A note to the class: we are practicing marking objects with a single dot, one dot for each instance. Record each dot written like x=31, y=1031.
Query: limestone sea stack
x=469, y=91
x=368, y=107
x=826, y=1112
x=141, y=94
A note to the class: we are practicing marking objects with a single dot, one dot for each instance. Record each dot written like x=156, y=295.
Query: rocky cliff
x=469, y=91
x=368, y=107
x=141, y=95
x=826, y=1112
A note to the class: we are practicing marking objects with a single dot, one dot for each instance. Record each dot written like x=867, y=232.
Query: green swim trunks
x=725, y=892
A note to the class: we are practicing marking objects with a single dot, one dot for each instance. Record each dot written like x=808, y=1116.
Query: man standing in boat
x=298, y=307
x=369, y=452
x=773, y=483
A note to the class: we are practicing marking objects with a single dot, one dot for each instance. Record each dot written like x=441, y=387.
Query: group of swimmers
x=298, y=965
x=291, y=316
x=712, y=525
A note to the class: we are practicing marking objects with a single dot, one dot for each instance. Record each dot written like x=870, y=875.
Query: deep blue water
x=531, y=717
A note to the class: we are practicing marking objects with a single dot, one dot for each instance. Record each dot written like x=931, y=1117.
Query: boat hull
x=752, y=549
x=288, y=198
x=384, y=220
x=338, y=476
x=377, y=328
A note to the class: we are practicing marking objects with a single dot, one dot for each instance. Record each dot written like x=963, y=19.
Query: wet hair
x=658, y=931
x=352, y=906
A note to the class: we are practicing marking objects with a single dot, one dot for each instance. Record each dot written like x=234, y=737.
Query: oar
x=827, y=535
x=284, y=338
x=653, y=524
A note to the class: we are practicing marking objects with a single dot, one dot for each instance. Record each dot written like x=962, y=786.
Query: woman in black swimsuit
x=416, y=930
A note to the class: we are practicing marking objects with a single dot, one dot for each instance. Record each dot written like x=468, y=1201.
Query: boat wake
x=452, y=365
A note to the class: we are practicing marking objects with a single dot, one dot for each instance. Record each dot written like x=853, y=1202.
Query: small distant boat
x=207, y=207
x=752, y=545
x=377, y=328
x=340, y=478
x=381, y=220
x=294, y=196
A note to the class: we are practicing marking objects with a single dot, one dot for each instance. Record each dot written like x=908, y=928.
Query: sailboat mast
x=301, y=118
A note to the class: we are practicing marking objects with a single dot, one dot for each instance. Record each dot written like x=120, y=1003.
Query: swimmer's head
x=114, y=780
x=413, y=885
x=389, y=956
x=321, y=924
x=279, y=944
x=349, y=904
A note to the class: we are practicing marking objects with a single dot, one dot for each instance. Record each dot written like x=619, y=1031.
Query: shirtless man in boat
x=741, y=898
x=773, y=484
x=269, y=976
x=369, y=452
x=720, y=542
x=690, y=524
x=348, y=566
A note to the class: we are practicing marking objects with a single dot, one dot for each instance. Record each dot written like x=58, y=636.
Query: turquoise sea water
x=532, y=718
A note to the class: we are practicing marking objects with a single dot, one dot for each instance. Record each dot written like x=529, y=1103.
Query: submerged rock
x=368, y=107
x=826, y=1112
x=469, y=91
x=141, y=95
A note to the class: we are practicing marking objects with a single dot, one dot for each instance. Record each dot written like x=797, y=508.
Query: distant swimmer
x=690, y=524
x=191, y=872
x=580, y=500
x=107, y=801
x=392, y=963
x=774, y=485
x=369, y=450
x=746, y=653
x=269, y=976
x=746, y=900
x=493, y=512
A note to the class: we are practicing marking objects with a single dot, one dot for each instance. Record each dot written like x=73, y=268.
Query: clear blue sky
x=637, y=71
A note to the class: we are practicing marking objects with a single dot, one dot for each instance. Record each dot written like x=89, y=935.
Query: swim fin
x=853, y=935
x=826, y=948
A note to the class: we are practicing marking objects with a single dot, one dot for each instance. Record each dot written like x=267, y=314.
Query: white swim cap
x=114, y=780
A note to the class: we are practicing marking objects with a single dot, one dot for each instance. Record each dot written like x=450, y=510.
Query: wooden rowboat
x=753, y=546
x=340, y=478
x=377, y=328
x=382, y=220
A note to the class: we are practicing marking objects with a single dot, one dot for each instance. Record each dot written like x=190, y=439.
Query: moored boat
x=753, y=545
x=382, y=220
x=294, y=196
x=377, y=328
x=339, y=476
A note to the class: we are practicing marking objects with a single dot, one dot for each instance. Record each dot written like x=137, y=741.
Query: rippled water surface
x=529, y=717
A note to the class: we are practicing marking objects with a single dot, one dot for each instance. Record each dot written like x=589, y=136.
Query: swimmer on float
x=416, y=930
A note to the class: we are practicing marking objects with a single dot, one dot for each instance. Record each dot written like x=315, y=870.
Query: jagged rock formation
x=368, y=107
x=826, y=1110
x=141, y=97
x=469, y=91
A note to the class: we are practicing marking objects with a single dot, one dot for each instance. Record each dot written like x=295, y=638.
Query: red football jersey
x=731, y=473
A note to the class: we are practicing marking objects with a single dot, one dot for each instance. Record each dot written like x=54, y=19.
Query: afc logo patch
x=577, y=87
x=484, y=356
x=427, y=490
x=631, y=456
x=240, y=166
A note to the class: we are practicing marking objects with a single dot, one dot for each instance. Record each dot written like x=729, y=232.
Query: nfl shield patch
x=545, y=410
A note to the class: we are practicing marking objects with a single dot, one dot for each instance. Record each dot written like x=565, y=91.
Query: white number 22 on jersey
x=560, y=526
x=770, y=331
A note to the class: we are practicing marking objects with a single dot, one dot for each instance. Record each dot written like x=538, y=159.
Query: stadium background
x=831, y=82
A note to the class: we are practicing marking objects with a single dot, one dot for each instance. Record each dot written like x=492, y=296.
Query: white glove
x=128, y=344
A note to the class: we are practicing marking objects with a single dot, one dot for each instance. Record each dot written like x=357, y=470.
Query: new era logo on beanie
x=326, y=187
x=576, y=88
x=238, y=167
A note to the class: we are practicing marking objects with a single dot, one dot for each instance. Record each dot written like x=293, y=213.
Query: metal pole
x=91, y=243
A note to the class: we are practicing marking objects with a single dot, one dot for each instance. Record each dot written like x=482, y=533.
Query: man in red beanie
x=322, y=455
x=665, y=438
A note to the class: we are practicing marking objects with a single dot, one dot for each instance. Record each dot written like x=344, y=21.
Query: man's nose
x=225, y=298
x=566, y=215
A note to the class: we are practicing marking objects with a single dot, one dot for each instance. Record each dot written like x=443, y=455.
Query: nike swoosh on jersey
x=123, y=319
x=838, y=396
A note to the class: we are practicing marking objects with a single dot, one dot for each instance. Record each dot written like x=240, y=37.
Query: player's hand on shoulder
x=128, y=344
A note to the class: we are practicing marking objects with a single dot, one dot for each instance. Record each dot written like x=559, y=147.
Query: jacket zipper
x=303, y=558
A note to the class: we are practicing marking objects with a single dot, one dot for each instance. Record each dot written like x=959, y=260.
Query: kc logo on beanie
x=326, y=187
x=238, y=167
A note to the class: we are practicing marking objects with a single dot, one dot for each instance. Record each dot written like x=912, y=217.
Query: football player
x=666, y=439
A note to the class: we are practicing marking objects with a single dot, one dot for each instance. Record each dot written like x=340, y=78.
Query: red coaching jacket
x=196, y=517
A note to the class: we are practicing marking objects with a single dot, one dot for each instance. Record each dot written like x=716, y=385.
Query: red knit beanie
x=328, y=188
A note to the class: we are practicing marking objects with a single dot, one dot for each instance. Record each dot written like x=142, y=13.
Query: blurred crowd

########

**任务目标:**
请把上面的所有行一字不差地重新抄写一遍。

**本题答案:**
A note to the class: we are practicing marking objects with a single dot, one dot for each instance. Record each dot written like x=31, y=1031.
Query: limestone sea stack
x=469, y=91
x=368, y=107
x=826, y=1112
x=141, y=94
A note to the class: we are practicing marking objects with a single dot, one dot for each instance. Record each dot written like x=156, y=295.
Query: rocky cliff
x=469, y=91
x=368, y=107
x=141, y=95
x=826, y=1112
A note to the class: we are practicing marking objects with a single dot, one dot for each instance. Record each dot written like x=867, y=232.
Query: green swim trunks
x=725, y=892
A note to the class: we are practicing marking objects with a single dot, one dot for each instance. Record each dot written like x=808, y=1116.
Query: man standing in boat
x=298, y=307
x=369, y=452
x=773, y=483
A note to the class: we are practicing marking objects with a single dot, one dot for each instance. Record each dot written like x=441, y=387.
Query: group of swimmers
x=298, y=965
x=291, y=316
x=712, y=525
A note to the class: we are practicing marking objects with a single dot, one dot for each instance. Record each dot written like x=870, y=875.
Query: deep blue water
x=531, y=717
A note to the class: we are practicing marking objects with a single dot, one dot for each instance. Record each dot written like x=931, y=1117.
Query: boat hull
x=752, y=549
x=288, y=198
x=384, y=220
x=338, y=476
x=377, y=328
A note to the class: we are practicing marking objects with a single dot, one dot for each instance. Record each dot written like x=963, y=19.
Query: wet hair
x=658, y=931
x=352, y=906
A note to the class: we are practicing marking objects with a single dot, one dot for each instance. Record each dot written like x=234, y=737.
Query: oar
x=827, y=535
x=284, y=338
x=653, y=524
A note to the class: we are practicing marking objects with a single dot, one dot for each instance. Record each dot written like x=962, y=786.
Query: woman in black swimsuit
x=416, y=930
A note to the class: we are practicing marking objects with a single dot, one dot for each instance. Record each dot written like x=468, y=1201.
Query: boat wake
x=452, y=365
A note to the class: we are practicing marking objects with a single dot, one dot for each instance. Record each dot written like x=853, y=1202.
Query: small distant boat
x=207, y=207
x=752, y=545
x=377, y=328
x=340, y=478
x=381, y=220
x=294, y=196
A note to the class: we are practicing marking objects with a single dot, one dot for each instance. Record each dot written like x=908, y=928.
Query: sailboat mast
x=301, y=118
A note to the class: we are practicing marking objects with a single dot, one dot for each instance. Record each dot written like x=120, y=1003.
Query: swimmer's head
x=114, y=780
x=413, y=885
x=389, y=956
x=321, y=924
x=279, y=944
x=349, y=904
A note to the class: we are practicing marking objects with a single dot, one dot for each instance. Record each dot written like x=619, y=1031.
Query: shirtless man in boat
x=741, y=898
x=773, y=484
x=269, y=976
x=369, y=452
x=720, y=542
x=690, y=524
x=348, y=566
A note to the class: we are practicing marking objects with a single dot, one dot for each instance. Record each dot written like x=58, y=636.
Query: turquoise sea water
x=532, y=718
A note to the class: we are practicing marking objects with a single dot, one dot for each instance. Record each dot written like x=529, y=1103.
Query: submerged rock
x=368, y=107
x=826, y=1112
x=469, y=91
x=141, y=95
A note to the class: we are practicing marking objects with a single dot, one dot for each instance. Record each dot written like x=797, y=508.
Query: distant swimmer
x=690, y=524
x=191, y=872
x=580, y=500
x=107, y=801
x=392, y=963
x=774, y=485
x=369, y=450
x=746, y=653
x=269, y=976
x=746, y=900
x=493, y=512
A note to the class: we are practicing marking objects with a single dot, one dot for each instance. Record each dot written like x=73, y=268.
Query: clear blue sky
x=637, y=71
A note to the class: we are practicing marking objects with a single dot, one dot for each instance. Record each dot written like x=89, y=935.
Query: swim fin
x=853, y=935
x=826, y=948
A note to the class: we are practicing marking objects with a single dot, one dot for each instance. Record each dot written like x=267, y=314.
Query: white swim cap
x=114, y=780
A note to the class: we are practicing marking objects with a single dot, one dot for each instance. Record each dot written like x=450, y=510.
Query: wooden rowboat
x=753, y=546
x=340, y=478
x=377, y=328
x=382, y=220
A note to the class: we are practicing marking objects with a single dot, one dot for each instance. Record each dot written like x=190, y=439.
Query: moored boat
x=753, y=545
x=382, y=220
x=294, y=196
x=377, y=328
x=339, y=476
A note to the class: we are practicing marking objects with a single dot, one dot for each instance. Record each dot written like x=137, y=741.
Query: rippled water surface
x=529, y=717
A note to the class: we are practicing marking objects with a single dot, one dot for each instance. Record each dot written like x=589, y=136.
Query: swimmer on float
x=416, y=930
A note to the class: we are practicing marking objects with a single dot, one dot for each instance. Record each dot written like x=315, y=870.
Query: jagged rock formation
x=368, y=107
x=826, y=1110
x=141, y=97
x=469, y=91
A note to the class: we are practicing marking objects with a single dot, one dot for each instance. Record each dot written like x=295, y=638.
Query: red football jersey
x=731, y=473
A note to the class: we are practicing marking objects with a single dot, one dot for each instance. Record each dot written like x=54, y=19.
Query: afc logo patch
x=577, y=87
x=484, y=356
x=427, y=490
x=631, y=456
x=240, y=166
A note to the class: we are practicing marking objects with a single dot, one dot for each instance. Record each dot written like x=729, y=232.
Query: nfl shield patch
x=545, y=410
A note to the class: we are practicing marking objects with a single dot, one dot for each instance. Record each dot written like x=565, y=91.
Query: white number 22 on jersey
x=560, y=526
x=770, y=331
A note to the class: we are practicing marking objects with a single dot, one dot for each instance. Record each dot written like x=538, y=159.
Query: stadium background
x=831, y=82
A note to the class: we are practicing marking objects with a single dot, one dot for each instance. Record each dot written like x=492, y=296.
Query: white glove
x=128, y=344
A note to the class: we are practicing marking objects with a single dot, one dot for each instance. Record each dot written like x=357, y=470.
Query: new era logo on beanie
x=326, y=187
x=576, y=88
x=238, y=167
A note to the class: we are practicing marking objects with a single dot, one dot for each instance. Record each dot written like x=293, y=213.
Query: metal pole
x=91, y=243
A note to the class: we are practicing marking objects with a single dot, one dot for each instance. Record each dot written like x=482, y=533.
Query: man in red beanie
x=322, y=455
x=665, y=438
A note to the class: we are practicing marking objects with a single dot, one dot for each instance. Record each dot written like x=344, y=21.
Query: man's nose
x=225, y=298
x=566, y=215
A note to the class: we are practicing marking objects with a single dot, one dot for each instance. Record each dot written like x=443, y=455.
Query: nike swoosh on jersey
x=123, y=319
x=838, y=396
A note to the class: we are practicing marking objects with a single dot, one dot for each instance. Record each dot written like x=240, y=37.
Query: player's hand on shoulder
x=128, y=344
A note to the class: we are practicing marking objects with a single dot, one dot for each instance. Record each dot written like x=559, y=147.
Query: jacket zipper
x=303, y=558
A note to the class: we are practicing marking objects with a single dot, one dot for each instance. Record each dot written like x=959, y=260.
Query: kc logo on beanie
x=326, y=187
x=238, y=167
A note to the class: we are practicing marking objects with a single dot, one dot for each instance. Record each dot written like x=912, y=217.
Query: football player
x=666, y=439
A note to the class: we are practicing marking objects with a single dot, one dot for each instance. Record each dot written like x=340, y=78.
Query: red coaching jacket
x=196, y=517
A note to the class: we are practicing marking objects with a single dot, one dot for each instance. Record each dot written like x=716, y=385.
Query: red knit beanie
x=328, y=188
A note to the class: we are practicing marking objects with a single dot, one dot for each instance. Record each dot written like x=142, y=13.
Query: blurred crowd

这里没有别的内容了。